Image object location entries
⟨
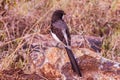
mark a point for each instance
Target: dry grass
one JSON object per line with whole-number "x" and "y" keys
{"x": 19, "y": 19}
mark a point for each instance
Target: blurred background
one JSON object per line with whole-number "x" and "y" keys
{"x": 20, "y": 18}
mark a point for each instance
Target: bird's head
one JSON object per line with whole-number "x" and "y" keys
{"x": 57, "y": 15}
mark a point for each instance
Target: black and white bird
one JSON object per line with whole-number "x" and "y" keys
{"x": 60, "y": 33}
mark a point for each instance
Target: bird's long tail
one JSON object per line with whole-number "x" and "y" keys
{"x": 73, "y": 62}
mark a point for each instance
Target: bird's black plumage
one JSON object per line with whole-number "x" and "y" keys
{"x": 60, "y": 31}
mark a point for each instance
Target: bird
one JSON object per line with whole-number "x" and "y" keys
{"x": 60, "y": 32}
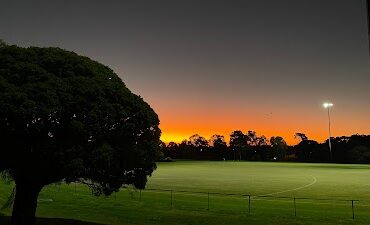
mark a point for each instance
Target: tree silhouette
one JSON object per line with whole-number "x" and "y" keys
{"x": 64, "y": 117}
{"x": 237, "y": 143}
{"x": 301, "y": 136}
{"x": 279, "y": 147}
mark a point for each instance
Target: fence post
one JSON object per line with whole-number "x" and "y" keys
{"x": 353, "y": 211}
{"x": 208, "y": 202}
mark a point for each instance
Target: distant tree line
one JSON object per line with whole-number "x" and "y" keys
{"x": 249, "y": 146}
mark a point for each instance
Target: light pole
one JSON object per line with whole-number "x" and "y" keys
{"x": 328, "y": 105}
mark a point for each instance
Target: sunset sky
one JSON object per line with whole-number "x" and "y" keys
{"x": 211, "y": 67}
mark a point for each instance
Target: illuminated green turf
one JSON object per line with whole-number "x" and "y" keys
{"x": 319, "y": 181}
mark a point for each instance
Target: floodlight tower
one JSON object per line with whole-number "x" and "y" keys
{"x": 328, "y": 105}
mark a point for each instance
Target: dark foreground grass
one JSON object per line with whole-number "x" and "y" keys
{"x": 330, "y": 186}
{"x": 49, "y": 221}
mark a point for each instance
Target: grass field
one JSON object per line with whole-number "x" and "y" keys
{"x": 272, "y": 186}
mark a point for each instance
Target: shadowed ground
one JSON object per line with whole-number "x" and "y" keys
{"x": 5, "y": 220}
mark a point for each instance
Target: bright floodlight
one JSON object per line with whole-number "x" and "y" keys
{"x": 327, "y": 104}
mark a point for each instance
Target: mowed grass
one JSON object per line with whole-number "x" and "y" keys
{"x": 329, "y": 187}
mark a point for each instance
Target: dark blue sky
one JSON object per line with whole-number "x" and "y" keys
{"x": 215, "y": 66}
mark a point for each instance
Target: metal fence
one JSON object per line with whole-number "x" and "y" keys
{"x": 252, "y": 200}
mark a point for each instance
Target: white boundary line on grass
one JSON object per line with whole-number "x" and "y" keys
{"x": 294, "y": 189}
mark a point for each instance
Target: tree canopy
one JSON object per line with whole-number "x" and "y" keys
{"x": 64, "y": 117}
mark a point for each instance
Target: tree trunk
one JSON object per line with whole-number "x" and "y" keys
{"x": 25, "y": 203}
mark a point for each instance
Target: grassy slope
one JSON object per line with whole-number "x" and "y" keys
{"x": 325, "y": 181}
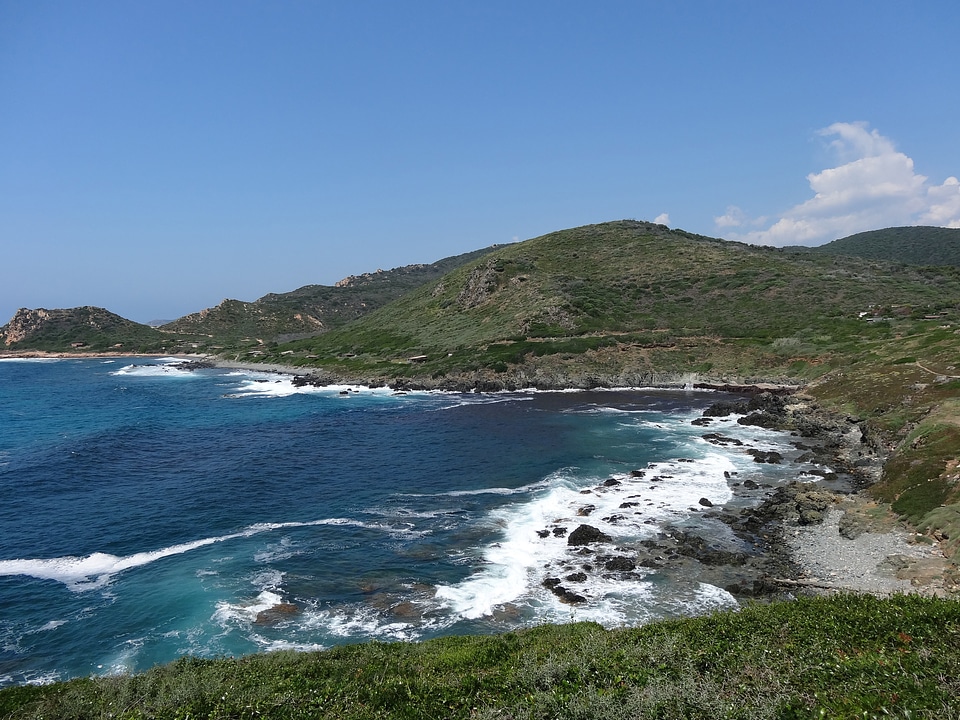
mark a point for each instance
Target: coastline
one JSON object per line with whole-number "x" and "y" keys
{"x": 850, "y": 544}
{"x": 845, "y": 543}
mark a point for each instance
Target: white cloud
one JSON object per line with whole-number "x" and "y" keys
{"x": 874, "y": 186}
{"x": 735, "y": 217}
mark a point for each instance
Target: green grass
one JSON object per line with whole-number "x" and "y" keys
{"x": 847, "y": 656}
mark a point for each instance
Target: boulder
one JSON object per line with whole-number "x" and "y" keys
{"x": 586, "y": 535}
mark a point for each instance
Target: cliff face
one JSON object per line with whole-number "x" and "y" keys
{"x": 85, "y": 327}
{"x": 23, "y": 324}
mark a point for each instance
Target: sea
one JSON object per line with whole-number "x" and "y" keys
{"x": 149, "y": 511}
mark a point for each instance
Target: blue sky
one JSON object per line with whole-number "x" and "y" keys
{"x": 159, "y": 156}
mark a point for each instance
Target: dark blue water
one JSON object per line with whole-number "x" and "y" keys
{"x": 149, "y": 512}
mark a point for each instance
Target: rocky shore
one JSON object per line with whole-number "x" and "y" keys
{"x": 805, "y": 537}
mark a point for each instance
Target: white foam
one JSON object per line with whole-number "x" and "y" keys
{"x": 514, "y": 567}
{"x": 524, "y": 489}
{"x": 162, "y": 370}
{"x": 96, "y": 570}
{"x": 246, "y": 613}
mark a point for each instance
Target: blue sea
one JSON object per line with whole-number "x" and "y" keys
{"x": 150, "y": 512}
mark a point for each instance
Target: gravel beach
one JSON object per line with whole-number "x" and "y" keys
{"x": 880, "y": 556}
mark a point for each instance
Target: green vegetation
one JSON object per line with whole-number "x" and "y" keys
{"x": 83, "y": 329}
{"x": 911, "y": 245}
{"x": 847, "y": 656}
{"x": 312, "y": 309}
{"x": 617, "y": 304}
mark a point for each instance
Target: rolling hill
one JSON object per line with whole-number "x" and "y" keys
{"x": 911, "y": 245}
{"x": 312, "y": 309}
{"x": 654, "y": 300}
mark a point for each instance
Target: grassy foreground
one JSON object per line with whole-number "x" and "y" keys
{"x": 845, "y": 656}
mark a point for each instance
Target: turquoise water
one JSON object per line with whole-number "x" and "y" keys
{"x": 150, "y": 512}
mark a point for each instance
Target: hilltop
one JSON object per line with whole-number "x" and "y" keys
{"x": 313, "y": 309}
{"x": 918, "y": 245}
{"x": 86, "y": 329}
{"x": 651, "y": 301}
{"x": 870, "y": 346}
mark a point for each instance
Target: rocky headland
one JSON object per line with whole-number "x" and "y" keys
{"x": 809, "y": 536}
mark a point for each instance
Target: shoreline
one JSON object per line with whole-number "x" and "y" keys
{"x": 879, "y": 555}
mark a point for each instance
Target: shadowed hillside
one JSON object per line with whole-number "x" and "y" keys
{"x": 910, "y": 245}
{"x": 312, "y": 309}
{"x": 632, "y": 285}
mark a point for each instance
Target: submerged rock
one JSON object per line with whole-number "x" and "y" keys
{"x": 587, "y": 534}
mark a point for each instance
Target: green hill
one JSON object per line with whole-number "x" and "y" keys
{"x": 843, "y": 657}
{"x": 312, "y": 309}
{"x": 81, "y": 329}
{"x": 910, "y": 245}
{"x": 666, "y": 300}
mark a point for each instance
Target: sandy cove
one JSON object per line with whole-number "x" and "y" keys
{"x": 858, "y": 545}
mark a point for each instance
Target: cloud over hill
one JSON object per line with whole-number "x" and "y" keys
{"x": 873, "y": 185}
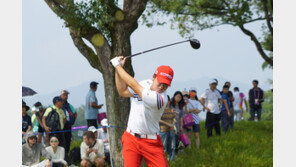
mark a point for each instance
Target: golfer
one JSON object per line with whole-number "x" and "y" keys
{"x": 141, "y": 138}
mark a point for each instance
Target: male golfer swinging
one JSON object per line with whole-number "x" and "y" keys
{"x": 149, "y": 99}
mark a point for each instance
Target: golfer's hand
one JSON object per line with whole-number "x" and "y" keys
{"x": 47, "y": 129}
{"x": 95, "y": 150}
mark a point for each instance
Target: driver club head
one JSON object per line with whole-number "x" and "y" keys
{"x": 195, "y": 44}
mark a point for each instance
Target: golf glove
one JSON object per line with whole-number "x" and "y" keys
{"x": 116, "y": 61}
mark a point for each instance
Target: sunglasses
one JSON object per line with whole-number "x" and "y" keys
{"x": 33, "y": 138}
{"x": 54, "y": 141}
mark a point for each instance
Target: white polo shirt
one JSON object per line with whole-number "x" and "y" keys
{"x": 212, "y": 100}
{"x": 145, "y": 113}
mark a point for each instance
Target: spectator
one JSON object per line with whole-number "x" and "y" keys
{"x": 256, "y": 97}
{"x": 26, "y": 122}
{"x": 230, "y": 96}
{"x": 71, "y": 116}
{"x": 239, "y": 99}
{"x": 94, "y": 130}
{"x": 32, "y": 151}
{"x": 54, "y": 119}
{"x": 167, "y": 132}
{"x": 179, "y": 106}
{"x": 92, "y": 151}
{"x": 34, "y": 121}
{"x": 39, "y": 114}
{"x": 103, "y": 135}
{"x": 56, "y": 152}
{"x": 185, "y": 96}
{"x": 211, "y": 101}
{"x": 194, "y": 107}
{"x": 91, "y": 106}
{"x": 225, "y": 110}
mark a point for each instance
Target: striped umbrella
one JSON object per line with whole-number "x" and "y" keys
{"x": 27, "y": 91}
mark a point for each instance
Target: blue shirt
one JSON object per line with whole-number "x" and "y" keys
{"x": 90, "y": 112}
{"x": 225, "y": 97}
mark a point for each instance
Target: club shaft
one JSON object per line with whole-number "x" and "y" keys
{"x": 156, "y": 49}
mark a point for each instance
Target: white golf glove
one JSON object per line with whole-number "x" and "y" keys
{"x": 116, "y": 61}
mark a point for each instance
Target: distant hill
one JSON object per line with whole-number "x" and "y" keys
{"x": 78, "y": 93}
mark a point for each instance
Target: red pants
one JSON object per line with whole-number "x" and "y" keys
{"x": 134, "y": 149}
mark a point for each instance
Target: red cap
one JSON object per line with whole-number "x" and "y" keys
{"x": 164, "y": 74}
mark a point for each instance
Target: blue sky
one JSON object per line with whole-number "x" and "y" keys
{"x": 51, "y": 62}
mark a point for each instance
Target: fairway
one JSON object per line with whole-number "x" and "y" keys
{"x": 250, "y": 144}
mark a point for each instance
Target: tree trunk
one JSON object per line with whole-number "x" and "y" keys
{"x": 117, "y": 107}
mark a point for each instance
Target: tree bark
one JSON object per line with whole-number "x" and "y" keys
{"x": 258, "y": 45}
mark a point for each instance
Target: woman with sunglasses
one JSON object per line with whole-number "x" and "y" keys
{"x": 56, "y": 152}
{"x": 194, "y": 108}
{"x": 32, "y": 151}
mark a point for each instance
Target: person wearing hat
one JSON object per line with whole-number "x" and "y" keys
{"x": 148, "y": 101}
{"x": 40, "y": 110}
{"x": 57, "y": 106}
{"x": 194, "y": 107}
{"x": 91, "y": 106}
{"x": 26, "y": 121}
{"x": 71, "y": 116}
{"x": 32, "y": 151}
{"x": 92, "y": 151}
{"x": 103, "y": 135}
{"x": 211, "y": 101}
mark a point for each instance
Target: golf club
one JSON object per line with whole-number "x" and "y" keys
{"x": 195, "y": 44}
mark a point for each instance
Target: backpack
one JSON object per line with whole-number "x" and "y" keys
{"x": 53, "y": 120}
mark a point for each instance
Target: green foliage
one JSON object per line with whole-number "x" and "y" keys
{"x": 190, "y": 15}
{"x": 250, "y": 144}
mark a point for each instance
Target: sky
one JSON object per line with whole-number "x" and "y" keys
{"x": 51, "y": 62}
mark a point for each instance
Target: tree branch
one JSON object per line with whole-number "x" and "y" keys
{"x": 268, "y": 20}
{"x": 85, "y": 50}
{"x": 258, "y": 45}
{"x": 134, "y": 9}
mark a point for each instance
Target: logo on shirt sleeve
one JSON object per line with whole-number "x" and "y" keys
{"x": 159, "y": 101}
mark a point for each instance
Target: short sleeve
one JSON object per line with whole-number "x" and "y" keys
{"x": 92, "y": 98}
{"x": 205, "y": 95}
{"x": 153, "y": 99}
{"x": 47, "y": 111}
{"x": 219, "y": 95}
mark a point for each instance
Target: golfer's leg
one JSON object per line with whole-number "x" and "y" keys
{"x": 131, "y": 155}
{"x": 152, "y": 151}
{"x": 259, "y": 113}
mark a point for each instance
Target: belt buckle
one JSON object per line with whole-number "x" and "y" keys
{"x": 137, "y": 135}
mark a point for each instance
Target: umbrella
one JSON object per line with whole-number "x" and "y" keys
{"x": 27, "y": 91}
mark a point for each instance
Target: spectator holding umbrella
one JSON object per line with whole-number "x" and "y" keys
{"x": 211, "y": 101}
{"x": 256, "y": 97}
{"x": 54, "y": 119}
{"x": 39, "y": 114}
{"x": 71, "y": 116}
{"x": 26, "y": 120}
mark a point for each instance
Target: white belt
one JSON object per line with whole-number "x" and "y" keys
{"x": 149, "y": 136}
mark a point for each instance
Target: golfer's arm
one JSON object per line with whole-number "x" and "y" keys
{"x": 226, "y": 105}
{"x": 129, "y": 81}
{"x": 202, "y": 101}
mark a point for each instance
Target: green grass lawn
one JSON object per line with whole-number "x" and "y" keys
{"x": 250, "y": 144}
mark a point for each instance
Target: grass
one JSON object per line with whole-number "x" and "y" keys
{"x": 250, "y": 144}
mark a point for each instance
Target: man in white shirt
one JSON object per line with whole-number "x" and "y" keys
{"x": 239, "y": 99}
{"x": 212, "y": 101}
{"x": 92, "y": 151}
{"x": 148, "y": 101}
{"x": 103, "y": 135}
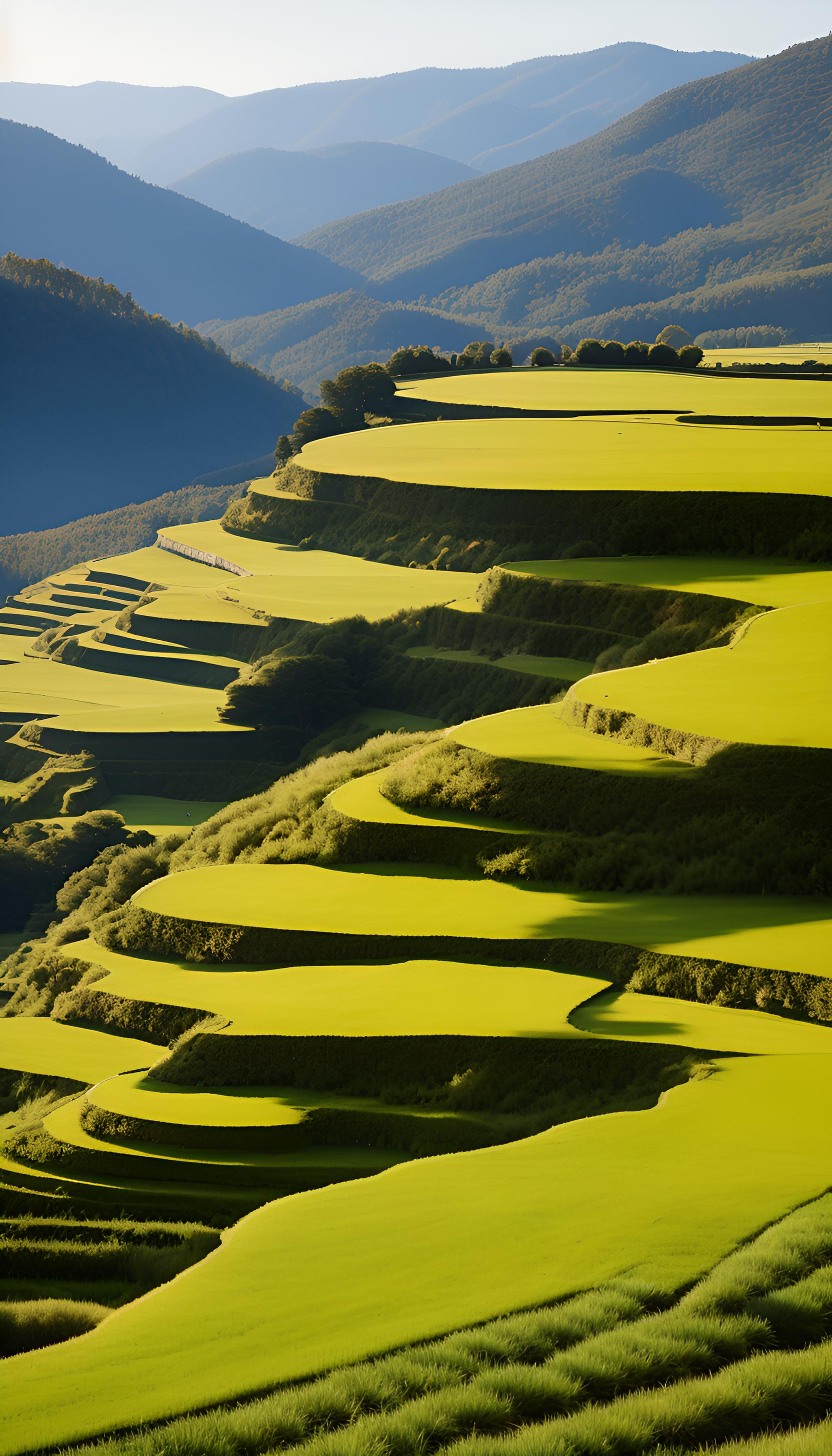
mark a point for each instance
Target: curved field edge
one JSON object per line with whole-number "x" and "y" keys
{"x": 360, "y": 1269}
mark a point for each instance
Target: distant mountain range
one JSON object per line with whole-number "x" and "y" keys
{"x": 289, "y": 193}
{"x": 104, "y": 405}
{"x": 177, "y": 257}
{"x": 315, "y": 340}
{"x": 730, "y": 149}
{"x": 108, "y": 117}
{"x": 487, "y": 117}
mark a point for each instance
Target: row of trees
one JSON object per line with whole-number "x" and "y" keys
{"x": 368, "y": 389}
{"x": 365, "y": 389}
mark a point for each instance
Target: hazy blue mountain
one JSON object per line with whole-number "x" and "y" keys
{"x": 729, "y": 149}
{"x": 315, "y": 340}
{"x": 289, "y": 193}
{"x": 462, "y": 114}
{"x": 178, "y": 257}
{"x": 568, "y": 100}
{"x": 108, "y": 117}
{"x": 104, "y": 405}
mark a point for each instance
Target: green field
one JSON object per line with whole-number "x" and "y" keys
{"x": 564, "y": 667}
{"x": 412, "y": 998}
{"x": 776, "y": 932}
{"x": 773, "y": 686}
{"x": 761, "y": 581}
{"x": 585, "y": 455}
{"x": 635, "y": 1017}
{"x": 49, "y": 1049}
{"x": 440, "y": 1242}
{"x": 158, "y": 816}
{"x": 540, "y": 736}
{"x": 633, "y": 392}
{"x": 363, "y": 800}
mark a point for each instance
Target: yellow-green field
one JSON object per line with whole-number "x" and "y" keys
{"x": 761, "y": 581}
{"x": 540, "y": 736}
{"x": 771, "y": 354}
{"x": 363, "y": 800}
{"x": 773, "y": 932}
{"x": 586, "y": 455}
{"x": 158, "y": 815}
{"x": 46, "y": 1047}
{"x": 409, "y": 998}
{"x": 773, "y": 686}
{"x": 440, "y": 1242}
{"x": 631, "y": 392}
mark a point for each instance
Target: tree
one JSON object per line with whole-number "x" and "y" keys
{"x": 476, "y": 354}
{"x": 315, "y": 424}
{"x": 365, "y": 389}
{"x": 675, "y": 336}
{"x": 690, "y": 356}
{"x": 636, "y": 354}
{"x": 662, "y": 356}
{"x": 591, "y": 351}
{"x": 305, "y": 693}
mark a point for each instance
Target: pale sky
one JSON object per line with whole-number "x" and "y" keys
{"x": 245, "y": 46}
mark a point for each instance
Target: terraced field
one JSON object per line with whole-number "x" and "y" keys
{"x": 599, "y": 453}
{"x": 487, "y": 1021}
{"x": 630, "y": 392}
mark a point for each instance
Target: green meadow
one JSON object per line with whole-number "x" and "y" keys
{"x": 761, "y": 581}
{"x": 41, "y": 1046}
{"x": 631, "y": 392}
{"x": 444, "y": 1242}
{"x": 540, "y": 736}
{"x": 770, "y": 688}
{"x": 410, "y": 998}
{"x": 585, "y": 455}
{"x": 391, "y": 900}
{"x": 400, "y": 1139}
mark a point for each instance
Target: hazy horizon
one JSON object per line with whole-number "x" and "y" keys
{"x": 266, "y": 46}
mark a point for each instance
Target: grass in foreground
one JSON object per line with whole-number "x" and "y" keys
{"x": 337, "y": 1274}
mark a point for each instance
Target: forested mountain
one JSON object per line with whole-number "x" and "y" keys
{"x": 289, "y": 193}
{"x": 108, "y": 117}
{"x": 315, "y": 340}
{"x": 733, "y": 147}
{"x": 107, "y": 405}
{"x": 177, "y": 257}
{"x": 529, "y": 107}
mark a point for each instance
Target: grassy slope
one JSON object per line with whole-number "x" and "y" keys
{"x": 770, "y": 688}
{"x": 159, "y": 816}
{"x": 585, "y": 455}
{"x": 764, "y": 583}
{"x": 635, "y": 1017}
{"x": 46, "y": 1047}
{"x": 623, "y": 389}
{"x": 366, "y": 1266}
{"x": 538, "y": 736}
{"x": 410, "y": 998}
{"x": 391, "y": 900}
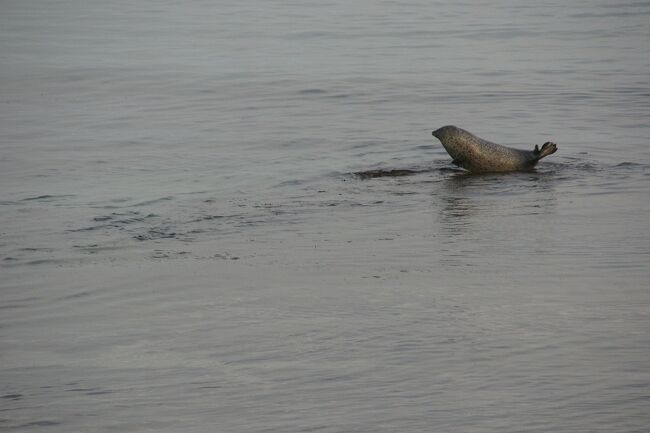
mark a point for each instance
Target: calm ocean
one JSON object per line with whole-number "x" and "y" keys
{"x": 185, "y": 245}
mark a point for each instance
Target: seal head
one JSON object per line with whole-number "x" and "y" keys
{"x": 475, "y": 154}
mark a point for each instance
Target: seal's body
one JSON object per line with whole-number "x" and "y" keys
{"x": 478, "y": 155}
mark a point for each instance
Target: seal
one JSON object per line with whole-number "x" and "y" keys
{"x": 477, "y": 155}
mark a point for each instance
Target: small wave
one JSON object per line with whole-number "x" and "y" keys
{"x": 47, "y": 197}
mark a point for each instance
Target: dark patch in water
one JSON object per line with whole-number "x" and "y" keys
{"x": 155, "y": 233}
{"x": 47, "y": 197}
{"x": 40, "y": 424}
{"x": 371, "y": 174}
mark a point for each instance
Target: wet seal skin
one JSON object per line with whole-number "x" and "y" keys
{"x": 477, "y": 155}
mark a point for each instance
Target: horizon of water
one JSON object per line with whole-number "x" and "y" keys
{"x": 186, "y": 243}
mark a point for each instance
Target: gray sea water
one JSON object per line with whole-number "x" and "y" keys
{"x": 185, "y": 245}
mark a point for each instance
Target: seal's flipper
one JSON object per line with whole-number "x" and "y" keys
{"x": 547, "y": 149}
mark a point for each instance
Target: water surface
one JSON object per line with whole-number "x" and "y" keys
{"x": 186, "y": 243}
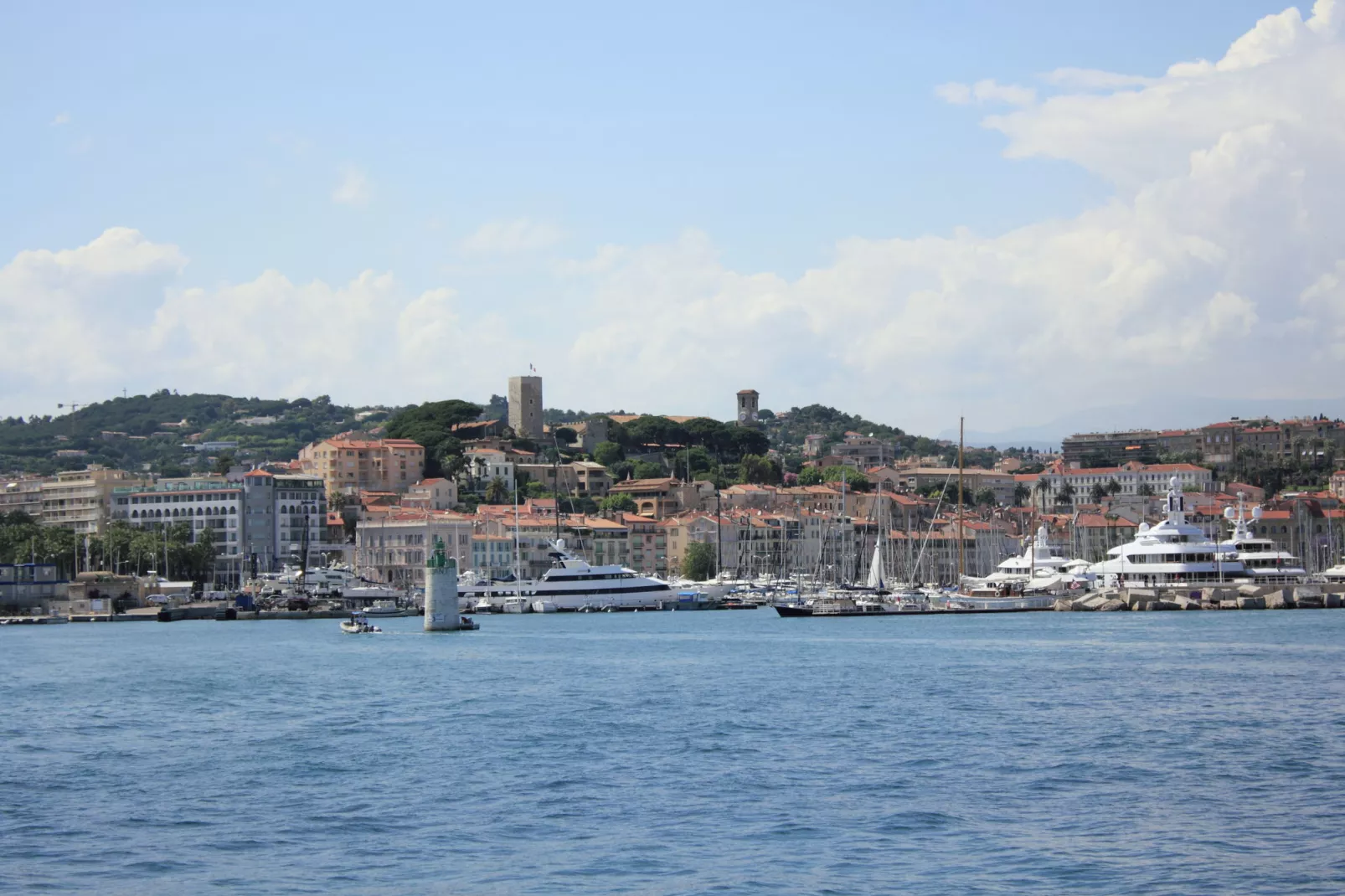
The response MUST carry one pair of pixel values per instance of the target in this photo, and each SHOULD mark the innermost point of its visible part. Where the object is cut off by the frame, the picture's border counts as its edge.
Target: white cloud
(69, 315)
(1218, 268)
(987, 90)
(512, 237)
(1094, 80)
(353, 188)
⟩
**GOAL OF THE EXERCISE**
Repeat exactly the lines starting at the line with "The response MUST" and ending with the final line of the entries. Include nothing else.

**ANSWER**
The response MUST carry one pair of pixel values per instance of the target in this photo, and each SHOULD mark the innermost point of its visible part. Where the object is cut off by the frame, the picture's border counts as its edge.
Target: white cloud
(69, 315)
(1218, 268)
(987, 90)
(512, 237)
(1094, 80)
(353, 188)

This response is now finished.